▸ **EXERCISE DETAILS**: How many lines in the records below contain the word "cloud" with matching case? Reply with the number only.

**** LISTED ENTRIES

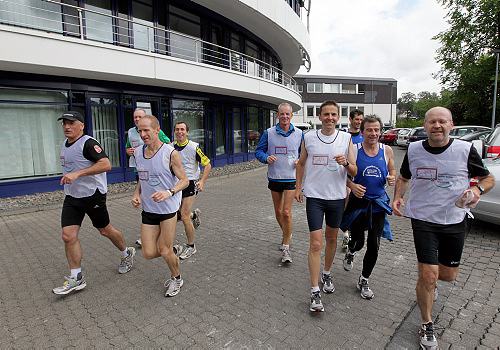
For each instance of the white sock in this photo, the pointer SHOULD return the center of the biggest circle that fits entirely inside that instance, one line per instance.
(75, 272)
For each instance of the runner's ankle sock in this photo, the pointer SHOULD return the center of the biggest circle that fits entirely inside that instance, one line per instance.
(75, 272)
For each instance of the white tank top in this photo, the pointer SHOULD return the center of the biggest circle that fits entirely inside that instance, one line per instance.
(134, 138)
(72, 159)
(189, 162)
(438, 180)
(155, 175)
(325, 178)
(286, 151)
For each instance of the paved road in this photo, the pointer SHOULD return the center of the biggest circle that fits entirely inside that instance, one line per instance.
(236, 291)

********
**** LISTED ENTRIES

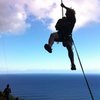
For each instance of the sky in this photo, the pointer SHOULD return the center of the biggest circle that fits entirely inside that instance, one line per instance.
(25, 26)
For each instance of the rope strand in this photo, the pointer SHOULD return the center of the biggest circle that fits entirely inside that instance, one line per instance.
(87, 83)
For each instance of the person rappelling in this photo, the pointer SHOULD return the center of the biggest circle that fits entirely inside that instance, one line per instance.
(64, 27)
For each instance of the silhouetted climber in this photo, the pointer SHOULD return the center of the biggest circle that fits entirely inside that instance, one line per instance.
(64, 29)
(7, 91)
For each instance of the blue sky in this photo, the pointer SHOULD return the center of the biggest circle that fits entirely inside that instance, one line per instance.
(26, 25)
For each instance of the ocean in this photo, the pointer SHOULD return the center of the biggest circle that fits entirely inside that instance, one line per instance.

********
**** LISTED ENTRIES

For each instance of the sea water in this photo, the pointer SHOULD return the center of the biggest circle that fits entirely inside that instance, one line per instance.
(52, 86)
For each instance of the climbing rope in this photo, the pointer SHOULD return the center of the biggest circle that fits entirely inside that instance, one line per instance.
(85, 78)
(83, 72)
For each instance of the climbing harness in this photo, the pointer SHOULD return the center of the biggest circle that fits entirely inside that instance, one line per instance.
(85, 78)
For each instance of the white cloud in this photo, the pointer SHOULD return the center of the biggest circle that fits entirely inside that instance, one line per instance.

********

▸ **ANSWER TO THE EXERCISE**: 1